**WHAT YOU WILL DO:** Rewrite the entries below with each "drop one point" changed to "place one point", leaving everything else as it is.

**RECORDS TO USE:**
..............................

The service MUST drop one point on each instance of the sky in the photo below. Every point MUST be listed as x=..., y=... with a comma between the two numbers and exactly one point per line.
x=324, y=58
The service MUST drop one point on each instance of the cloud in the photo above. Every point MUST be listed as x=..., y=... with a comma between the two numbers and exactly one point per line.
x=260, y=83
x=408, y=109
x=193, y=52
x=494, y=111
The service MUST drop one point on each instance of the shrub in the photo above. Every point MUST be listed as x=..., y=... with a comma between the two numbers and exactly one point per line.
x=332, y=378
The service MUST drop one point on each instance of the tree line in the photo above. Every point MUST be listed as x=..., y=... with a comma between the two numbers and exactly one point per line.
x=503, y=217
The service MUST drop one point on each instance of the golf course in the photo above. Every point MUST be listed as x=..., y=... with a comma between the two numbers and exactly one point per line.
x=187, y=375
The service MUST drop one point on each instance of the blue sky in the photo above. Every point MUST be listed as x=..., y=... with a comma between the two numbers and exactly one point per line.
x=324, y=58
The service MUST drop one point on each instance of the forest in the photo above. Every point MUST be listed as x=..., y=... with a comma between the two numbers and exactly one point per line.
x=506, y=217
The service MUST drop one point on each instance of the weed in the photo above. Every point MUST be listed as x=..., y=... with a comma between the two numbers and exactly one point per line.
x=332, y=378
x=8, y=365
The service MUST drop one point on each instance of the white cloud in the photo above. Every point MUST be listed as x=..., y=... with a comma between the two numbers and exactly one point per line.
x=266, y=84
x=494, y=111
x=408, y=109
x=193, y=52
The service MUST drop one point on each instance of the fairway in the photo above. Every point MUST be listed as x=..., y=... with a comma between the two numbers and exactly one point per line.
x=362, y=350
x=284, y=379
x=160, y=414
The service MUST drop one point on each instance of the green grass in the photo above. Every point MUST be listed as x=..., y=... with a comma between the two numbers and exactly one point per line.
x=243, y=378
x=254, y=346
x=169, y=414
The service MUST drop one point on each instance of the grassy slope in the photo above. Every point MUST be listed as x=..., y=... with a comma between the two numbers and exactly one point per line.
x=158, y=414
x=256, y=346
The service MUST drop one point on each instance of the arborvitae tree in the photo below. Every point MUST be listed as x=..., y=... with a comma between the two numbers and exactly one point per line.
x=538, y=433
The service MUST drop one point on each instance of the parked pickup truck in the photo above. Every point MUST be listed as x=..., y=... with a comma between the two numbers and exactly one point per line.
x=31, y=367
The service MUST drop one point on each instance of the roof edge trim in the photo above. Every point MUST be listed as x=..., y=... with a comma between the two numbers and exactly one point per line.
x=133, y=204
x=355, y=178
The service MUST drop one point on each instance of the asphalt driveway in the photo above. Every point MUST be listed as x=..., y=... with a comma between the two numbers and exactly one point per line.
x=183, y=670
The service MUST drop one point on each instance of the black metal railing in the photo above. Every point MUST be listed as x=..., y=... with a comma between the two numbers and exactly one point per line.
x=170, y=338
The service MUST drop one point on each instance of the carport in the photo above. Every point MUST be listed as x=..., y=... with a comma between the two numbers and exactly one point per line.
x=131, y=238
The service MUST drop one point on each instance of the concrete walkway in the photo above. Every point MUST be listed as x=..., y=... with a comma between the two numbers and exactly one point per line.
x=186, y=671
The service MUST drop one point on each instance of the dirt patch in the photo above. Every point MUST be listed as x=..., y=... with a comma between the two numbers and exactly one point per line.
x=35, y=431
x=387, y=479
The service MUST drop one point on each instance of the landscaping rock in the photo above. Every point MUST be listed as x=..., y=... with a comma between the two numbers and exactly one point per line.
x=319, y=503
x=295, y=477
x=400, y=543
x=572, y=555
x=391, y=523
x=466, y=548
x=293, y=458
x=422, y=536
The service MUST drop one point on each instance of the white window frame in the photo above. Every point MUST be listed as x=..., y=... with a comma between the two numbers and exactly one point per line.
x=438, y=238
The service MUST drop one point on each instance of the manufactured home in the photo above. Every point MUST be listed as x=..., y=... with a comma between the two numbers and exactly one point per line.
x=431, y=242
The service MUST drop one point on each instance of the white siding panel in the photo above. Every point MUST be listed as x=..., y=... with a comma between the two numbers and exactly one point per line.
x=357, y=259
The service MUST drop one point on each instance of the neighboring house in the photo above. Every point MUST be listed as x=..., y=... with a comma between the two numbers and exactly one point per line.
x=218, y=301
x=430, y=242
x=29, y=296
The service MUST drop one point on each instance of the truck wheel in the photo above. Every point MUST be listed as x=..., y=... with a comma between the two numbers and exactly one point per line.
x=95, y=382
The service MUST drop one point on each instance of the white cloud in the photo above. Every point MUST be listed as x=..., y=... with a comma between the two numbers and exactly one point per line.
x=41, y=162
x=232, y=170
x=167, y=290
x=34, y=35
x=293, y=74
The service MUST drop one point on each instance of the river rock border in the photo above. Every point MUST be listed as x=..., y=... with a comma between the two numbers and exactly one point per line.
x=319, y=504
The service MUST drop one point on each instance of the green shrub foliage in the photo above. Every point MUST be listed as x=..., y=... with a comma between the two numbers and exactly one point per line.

..............................

**SOLUTION BELOW:**
The service MUST place one point on each instance of the sky in the photo below. Every point MUST be listed as x=..., y=... with a comma between the two numbers and exactly one point per line.
x=324, y=58
The service MUST place one point on each instance of the cloud in the photo above. Every point MUST be listed as x=..., y=... with a comma between the two numbers and exactly one point per line.
x=260, y=83
x=408, y=109
x=193, y=52
x=494, y=111
The service MUST place one point on each instance of the shrub in the photo above. Every point MUST be listed as x=..., y=... with a comma between the two numbers and exactly one point per line.
x=332, y=378
The service MUST place one point on each instance of the tree line in the photo above. Every point MUST be listed as x=..., y=... with a comma between the two numbers and exactly one point per line.
x=503, y=217
The service MUST place one point on each instance of the golf course in the photo above. Every point MUST be listed as x=..., y=... with a comma between the two numbers and exactly one point per line.
x=187, y=375
The service MUST place one point on each instance of the blue sky in the photo above. Every point MUST be listed as x=..., y=... with a comma between the two numbers and exactly one point per line.
x=324, y=58
The service MUST place one point on each instance of the forest in the photo above. Every point MUST be listed as x=..., y=... with a comma between the two numbers and exactly one point per line.
x=506, y=217
The service MUST place one point on each instance of the weed in the photo above. Every point MUST be listed as x=..., y=... with a comma between the two numbers and exactly one point per line.
x=332, y=378
x=8, y=365
The service MUST place one point on each instance of the white cloud in the photo above. Every point MUST be listed as x=..., y=... with a comma between the two numbers and exactly one point per line.
x=266, y=84
x=494, y=111
x=408, y=109
x=193, y=52
The service MUST place one point on each instance of the fairway in the photo above. Every point MUST be listed as x=..., y=... with a comma between the two numbers and exactly one point per line.
x=362, y=350
x=284, y=379
x=160, y=414
The service MUST place one point on each instance of the green grass in the photo above. Every point MUST be listed as x=..., y=... with a comma between the two numbers and exactly one point per line.
x=243, y=378
x=254, y=346
x=169, y=414
The service MUST place one point on each instance of the grassy slope in the photo above. Every point MUST be listed as x=..., y=... with a comma between the two numbers and exactly one point per line.
x=158, y=414
x=256, y=346
The service MUST place one point on each instance of the arborvitae tree in the photo below. Every point MUST be listed as x=..., y=... with a comma between the two numbers and exactly one point per line.
x=538, y=433
The service MUST place one point on each instance of the parked pickup truck in the photo above. Every point MUST be listed as x=..., y=... with a comma between the two numbers and exactly one point per line.
x=31, y=367
The service MUST place one point on each instance of the roof edge trim in the photo above. Every point MUST be listed as x=..., y=... with a comma between the two numbers and exactly one point per line.
x=133, y=204
x=355, y=178
The service MUST place one point on each instance of the asphalt driveway in the photo above. Every point MUST be listed as x=..., y=... with a comma between the two numbers and exactly one point per line.
x=183, y=670
The service MUST place one point on each instance of the black metal railing in the photo above. Every point MUST be listed as x=..., y=... with a comma between the two numbers and exactly one point per line.
x=170, y=338
The service MUST place one point on each instance of the carport in the photo above. Every point MUST be listed as x=..., y=... with a comma between the two numbers and exactly one point per line.
x=131, y=238
The service MUST place one point on each instance of the concrete walkway in the photo above. Every point MUST be listed as x=..., y=... with a comma between the two numbers and exactly one point per line.
x=186, y=671
The service MUST place one point on each instance of the dirt patch in the photo above. Every point MUST be listed as x=..., y=... with a comma between the two numbers and exactly one point per line.
x=35, y=431
x=387, y=479
The service MUST place one point on each instance of the landscaping rock in the photo above. Every point MUST be listed as x=..., y=... with a comma between the two numbers and exactly one point per line.
x=319, y=503
x=295, y=477
x=400, y=543
x=572, y=555
x=391, y=523
x=466, y=548
x=293, y=458
x=422, y=536
The service MUST place one point on each instance of the white window frame in the photo above. Every point MUST be listed as x=..., y=... with a comma between the two numbers and exactly one point per line.
x=438, y=238
The service MUST place one point on each instance of the manufactured home in the photo above. Every point MUST be listed as x=..., y=... with a comma between the two numbers and exactly one point per line.
x=431, y=242
The service MUST place one point on each instance of the white siding panel in the photo above. Every point MUST be listed as x=..., y=... with a comma between the two numbers and exactly one point per line.
x=357, y=259
The service MUST place one point on each instance of the neighboring house in the photo above. Every point MUST be listed as x=..., y=... with a comma between the two numbers and exactly one point per line.
x=218, y=301
x=430, y=242
x=29, y=296
The service MUST place one point on each instance of the truck wheel in the photo above. Every point MUST be listed as x=..., y=... with a comma between the two numbers and exactly one point per line.
x=95, y=382
The service MUST place one point on each instance of the white cloud in the photo above. Every point MUST be listed as x=..., y=... with a comma between the two numbers and exactly one point per line.
x=41, y=162
x=232, y=170
x=167, y=290
x=34, y=35
x=293, y=74
The service MUST place one point on each instance of the river rock border in the photo above. Every point MUST be listed as x=..., y=... with a comma between the two numbers and exactly one point per line.
x=319, y=504
The service MUST place one point on each instance of the green shrub foliage in the photo above. Every point MUST be listed as x=..., y=... with a comma between the two numbers and exactly one point per line.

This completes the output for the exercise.